_Material for the task:_
■ ■ ■ ■ ■ ■ ■

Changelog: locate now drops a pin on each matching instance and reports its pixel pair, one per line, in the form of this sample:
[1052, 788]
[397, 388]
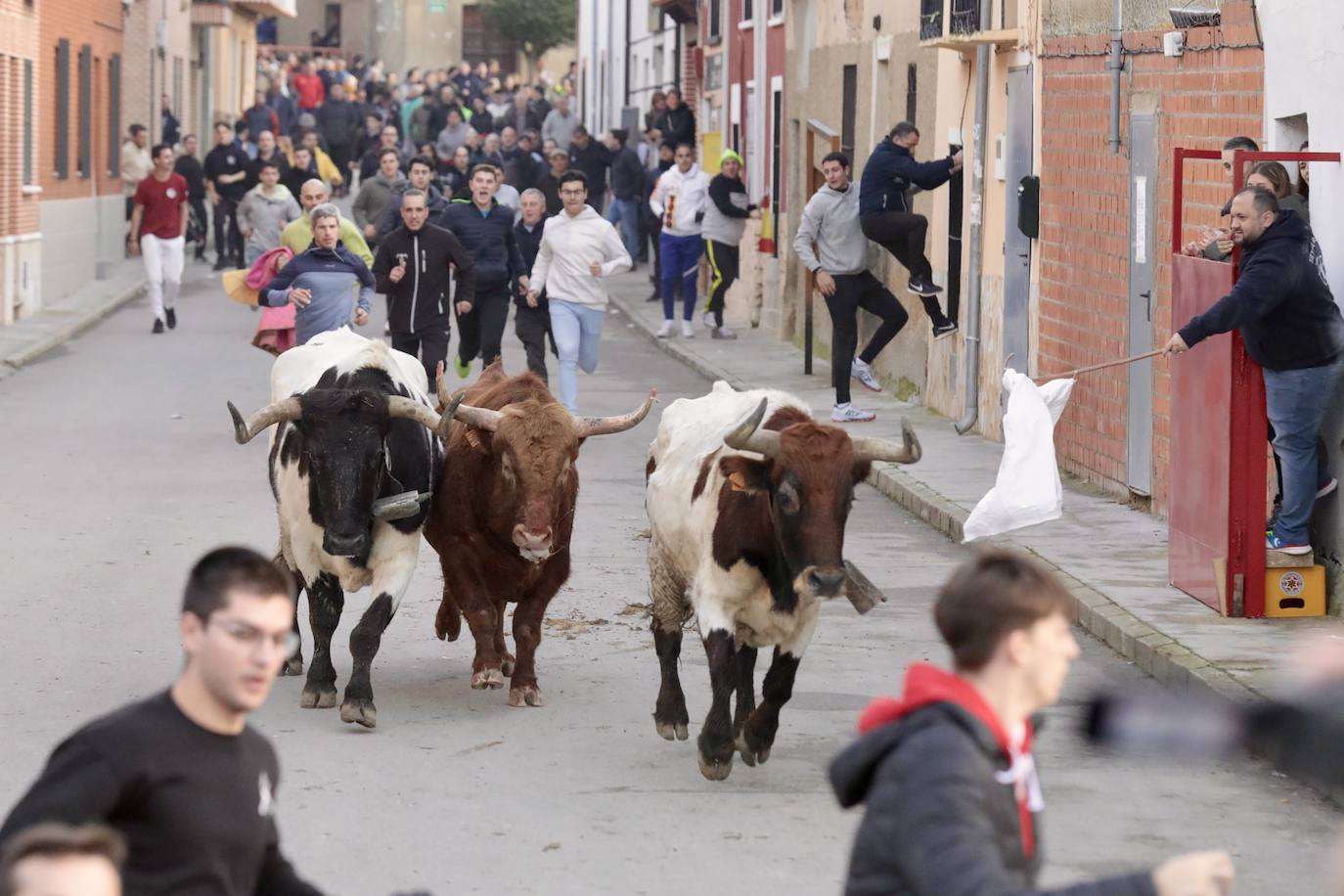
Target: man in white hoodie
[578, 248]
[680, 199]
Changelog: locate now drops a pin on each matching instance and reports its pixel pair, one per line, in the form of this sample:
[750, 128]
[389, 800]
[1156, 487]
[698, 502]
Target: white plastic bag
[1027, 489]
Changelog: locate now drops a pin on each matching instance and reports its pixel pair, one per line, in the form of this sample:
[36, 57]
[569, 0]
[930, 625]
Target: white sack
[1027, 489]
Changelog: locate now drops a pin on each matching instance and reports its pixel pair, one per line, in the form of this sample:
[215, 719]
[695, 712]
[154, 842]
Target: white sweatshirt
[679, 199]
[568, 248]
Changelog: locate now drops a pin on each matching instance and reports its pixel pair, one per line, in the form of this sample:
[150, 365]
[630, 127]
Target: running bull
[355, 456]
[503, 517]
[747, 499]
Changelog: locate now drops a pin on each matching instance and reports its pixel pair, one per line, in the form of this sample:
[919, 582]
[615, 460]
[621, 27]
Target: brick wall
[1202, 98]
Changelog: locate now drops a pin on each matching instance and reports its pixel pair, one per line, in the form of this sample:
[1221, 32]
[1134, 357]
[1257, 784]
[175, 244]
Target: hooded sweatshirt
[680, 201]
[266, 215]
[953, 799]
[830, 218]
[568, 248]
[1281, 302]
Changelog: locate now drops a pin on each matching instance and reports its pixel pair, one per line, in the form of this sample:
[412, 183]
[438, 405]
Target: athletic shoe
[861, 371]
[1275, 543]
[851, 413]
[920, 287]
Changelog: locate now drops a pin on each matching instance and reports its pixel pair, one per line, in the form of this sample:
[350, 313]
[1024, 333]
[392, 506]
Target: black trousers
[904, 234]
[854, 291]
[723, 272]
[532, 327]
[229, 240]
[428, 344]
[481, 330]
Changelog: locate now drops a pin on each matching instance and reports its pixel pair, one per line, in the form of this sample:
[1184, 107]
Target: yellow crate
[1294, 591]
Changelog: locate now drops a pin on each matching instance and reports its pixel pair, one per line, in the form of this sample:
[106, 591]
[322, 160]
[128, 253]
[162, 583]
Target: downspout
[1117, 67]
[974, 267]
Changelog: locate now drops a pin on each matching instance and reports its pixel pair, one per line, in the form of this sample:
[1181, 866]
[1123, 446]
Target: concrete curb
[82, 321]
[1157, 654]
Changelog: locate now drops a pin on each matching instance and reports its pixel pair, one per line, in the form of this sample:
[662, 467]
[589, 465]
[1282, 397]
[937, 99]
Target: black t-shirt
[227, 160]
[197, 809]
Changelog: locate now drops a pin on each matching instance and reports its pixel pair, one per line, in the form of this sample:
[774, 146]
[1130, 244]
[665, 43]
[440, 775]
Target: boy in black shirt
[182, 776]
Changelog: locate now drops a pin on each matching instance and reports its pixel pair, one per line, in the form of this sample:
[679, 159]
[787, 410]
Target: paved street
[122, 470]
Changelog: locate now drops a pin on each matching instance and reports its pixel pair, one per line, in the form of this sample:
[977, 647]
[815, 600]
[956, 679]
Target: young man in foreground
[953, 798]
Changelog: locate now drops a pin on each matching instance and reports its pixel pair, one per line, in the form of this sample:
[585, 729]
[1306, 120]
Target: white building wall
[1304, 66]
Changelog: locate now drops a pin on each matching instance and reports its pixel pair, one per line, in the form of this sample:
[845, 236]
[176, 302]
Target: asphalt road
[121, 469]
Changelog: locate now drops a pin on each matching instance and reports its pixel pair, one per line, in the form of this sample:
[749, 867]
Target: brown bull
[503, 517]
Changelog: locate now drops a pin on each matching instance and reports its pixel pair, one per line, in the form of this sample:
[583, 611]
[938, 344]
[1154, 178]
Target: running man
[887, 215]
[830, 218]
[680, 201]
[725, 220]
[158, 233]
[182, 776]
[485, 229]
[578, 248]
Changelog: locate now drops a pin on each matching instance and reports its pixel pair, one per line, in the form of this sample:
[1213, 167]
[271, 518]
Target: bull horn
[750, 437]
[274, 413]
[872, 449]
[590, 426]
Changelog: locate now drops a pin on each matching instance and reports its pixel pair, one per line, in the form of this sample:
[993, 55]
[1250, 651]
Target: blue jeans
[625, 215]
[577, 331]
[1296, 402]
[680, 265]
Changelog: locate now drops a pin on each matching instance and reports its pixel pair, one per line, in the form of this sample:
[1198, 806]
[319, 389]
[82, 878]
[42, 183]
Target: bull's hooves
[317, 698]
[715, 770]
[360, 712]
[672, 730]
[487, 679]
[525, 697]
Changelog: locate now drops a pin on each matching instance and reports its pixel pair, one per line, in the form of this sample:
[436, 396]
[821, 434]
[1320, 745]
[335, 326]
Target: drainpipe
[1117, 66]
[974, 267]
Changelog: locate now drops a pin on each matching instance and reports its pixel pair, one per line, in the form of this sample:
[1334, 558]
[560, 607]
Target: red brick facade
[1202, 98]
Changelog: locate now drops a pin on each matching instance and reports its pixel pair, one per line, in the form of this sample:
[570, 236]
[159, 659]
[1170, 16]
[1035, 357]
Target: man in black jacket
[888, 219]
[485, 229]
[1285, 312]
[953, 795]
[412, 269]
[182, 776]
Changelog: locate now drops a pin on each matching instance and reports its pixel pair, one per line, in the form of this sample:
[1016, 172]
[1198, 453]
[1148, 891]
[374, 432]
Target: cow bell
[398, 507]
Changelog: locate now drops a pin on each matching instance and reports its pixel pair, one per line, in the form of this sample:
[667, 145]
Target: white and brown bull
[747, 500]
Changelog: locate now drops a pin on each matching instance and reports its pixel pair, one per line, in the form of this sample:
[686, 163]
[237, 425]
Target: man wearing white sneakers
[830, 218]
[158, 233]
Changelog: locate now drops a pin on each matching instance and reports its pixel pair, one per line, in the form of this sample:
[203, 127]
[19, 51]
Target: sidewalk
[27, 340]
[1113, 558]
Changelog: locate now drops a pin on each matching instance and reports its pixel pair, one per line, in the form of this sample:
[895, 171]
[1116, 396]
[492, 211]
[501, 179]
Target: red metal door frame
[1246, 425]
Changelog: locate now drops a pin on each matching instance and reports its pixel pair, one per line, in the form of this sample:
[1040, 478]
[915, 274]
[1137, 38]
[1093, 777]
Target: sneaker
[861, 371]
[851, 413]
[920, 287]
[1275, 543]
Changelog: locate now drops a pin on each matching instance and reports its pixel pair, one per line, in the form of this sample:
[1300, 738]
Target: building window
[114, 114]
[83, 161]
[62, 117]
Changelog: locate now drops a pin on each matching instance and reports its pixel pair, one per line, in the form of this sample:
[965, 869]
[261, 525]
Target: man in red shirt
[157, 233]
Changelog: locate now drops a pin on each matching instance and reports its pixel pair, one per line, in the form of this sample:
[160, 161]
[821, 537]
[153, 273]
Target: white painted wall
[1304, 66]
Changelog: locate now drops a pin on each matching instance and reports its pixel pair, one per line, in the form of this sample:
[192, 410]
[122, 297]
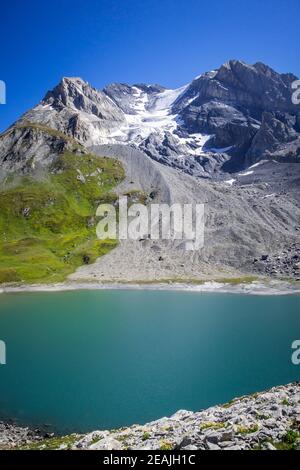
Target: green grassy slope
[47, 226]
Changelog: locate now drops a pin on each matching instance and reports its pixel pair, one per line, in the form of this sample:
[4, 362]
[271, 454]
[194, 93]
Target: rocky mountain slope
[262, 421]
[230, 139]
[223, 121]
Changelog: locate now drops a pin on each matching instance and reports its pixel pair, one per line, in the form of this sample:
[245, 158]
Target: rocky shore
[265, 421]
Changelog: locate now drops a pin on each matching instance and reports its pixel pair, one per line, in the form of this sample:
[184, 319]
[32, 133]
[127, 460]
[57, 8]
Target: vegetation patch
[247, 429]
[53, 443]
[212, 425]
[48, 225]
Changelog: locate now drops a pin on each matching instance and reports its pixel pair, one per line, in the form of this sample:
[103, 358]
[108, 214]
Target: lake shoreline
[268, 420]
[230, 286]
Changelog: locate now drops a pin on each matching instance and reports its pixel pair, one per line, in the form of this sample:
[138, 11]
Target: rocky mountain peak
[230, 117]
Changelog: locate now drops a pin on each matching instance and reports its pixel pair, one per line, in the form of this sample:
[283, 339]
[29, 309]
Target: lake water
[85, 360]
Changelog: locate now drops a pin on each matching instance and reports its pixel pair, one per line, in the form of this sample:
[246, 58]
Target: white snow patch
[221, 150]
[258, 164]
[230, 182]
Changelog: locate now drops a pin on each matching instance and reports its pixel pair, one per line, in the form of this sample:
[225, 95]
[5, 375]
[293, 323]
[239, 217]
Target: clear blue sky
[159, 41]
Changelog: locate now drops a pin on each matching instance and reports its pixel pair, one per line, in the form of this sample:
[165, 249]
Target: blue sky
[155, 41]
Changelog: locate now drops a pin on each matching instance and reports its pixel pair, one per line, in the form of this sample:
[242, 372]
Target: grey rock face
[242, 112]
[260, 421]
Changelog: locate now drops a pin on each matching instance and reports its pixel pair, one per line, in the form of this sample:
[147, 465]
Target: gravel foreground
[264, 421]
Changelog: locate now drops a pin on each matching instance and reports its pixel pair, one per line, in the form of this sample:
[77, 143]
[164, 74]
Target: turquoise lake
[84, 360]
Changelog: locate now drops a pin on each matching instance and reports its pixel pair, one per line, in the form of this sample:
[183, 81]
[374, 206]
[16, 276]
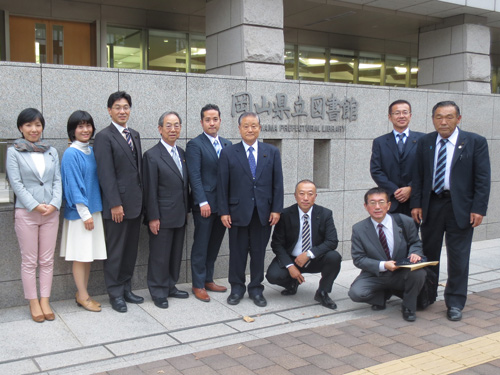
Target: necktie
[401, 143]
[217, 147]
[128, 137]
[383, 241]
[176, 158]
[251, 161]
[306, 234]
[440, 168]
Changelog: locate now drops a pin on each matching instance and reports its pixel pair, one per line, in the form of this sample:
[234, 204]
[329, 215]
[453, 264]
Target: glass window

■ ■ ■ ■ ■ ■ ■

_Set problem:_ Return every line from the records above that contains the word "brick".

_Reply to the exercise:_
Target: brick wall
Target: red brick facade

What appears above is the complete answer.